* [INFORMATION PROVIDED]:
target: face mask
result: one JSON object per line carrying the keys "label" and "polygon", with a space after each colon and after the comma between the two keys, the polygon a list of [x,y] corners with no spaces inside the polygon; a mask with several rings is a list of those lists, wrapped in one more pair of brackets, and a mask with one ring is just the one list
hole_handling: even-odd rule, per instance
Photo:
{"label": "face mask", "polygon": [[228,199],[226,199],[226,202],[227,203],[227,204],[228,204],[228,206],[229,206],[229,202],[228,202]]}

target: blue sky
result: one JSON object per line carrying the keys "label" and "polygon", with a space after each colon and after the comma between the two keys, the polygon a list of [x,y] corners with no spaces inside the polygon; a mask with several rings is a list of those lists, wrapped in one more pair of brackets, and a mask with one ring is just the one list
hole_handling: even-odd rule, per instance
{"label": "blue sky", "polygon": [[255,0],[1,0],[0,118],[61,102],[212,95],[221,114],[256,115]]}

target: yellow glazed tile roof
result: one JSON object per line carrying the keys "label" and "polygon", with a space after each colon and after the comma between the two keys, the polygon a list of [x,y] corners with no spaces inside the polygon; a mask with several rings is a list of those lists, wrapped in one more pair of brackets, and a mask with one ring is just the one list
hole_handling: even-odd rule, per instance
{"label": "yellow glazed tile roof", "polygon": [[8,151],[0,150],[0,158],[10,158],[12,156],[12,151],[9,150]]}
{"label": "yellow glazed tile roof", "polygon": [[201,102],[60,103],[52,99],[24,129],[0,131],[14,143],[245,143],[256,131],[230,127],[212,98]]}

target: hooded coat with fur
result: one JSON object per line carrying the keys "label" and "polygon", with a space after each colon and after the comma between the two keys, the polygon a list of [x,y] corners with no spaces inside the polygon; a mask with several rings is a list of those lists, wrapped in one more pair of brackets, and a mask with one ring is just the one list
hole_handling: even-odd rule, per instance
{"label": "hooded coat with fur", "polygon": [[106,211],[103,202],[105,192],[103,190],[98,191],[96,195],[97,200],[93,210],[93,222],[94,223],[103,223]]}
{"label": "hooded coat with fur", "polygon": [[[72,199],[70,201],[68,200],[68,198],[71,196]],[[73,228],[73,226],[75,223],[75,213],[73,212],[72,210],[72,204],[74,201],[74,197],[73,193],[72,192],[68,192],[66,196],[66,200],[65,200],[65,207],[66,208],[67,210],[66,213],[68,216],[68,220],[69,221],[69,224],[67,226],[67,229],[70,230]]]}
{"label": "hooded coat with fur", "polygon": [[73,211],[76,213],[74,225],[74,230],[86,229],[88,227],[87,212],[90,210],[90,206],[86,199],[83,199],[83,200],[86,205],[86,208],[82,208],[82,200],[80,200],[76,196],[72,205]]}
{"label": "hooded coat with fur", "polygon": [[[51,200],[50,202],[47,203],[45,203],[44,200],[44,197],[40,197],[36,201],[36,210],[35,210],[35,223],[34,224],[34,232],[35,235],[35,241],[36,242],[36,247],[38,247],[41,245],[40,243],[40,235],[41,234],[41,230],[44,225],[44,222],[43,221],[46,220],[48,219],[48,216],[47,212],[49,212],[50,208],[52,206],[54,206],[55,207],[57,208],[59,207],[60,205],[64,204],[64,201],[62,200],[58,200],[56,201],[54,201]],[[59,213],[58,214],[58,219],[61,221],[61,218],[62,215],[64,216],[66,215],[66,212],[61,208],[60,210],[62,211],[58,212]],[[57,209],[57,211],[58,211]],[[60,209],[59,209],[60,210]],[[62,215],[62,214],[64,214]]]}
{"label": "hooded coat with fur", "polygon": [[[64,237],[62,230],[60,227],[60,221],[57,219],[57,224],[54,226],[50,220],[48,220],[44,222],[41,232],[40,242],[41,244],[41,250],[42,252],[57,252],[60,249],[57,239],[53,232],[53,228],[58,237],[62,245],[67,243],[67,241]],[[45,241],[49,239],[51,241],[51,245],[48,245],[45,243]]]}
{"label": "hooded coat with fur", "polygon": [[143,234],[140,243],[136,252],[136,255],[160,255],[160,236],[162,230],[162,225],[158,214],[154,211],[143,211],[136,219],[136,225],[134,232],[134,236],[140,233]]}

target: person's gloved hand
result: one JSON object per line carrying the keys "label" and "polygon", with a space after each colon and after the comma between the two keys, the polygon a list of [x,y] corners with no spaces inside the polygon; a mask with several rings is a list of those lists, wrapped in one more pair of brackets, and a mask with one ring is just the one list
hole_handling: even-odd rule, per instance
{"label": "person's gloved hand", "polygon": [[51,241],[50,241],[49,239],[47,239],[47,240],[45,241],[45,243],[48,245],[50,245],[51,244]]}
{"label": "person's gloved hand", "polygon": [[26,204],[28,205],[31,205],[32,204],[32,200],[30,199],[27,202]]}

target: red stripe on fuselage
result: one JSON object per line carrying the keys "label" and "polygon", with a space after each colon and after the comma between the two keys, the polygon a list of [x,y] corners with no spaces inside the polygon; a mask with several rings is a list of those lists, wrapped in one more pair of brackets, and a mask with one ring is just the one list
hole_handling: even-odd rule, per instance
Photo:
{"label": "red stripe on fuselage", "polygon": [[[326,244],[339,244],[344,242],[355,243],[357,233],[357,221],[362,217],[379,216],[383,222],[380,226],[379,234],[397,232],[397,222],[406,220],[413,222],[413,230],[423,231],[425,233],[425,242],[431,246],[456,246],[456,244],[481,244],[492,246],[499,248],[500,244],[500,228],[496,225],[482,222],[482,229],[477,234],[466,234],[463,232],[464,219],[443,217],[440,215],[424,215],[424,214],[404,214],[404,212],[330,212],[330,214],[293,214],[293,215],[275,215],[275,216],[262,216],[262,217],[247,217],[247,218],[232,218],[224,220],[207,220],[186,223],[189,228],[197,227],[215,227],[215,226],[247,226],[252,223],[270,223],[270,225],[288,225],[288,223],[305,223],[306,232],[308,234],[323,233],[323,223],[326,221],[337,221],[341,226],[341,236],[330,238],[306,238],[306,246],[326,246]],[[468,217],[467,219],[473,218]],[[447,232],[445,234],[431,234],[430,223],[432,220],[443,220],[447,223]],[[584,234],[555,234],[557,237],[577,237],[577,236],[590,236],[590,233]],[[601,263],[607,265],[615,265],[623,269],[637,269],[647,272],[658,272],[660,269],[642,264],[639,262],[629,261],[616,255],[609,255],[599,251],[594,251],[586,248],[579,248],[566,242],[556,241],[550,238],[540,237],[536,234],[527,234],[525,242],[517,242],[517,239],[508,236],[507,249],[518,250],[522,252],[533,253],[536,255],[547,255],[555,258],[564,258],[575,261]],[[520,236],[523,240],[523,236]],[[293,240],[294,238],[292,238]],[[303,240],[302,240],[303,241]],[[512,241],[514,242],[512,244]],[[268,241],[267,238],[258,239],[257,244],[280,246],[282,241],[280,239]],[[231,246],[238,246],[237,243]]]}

* [WHAT TO WORK ON]:
Reproduce the items from the line holding "target: red stripe on fuselage" through the end of the items, inclusive, swapping "even-odd rule" for "nonzero winding rule" and leaving everything else unchanged.

* [SOLUTION TO THE EXERCISE]:
target: red stripe on fuselage
result: one JSON object per line carrying the keys "label" and "polygon", with a space after each colon and after the comma between the two keys, the polygon a list of [x,y] corners with no spaces inside the polygon; a mask with several rings is a list of those lists, wrapped in one more pair of brackets, and a mask with one ring is just the one list
hole_handling: nonzero winding rule, per instance
Photo:
{"label": "red stripe on fuselage", "polygon": [[[326,244],[339,244],[344,242],[355,243],[357,233],[357,221],[362,217],[379,216],[383,222],[380,226],[379,234],[397,232],[397,222],[406,220],[413,222],[413,230],[423,231],[425,233],[425,242],[431,246],[456,246],[456,244],[481,244],[492,246],[499,248],[500,244],[500,228],[496,225],[482,222],[482,229],[477,234],[466,234],[463,232],[464,219],[443,217],[440,215],[424,215],[424,214],[404,214],[404,212],[330,212],[330,214],[293,214],[293,215],[275,215],[275,216],[262,216],[262,217],[247,217],[247,218],[232,218],[224,220],[207,220],[186,223],[189,228],[197,227],[215,227],[215,226],[247,226],[252,223],[270,223],[270,225],[288,225],[288,223],[305,223],[306,232],[308,234],[323,233],[323,223],[326,221],[337,221],[341,226],[341,236],[330,238],[306,238],[306,246],[326,246]],[[468,217],[467,219],[473,218]],[[447,232],[445,234],[431,234],[430,223],[432,220],[443,220],[447,223]],[[584,234],[555,234],[557,237],[577,237],[577,236],[590,236],[590,233]],[[601,263],[607,265],[615,265],[623,269],[637,269],[647,272],[658,272],[660,269],[642,264],[639,262],[629,261],[616,255],[609,255],[599,251],[594,251],[586,248],[579,248],[566,242],[556,241],[550,238],[540,237],[536,234],[527,234],[525,242],[517,242],[517,239],[508,236],[507,249],[518,250],[522,252],[533,253],[536,255],[547,255],[555,258],[564,258],[575,261]],[[520,236],[523,240],[523,236]],[[293,240],[294,238],[292,238]],[[303,240],[302,240],[303,241]],[[512,241],[514,242],[512,244]],[[268,241],[267,238],[258,239],[257,244],[280,246],[282,241],[280,239]],[[231,246],[238,246],[237,243]]]}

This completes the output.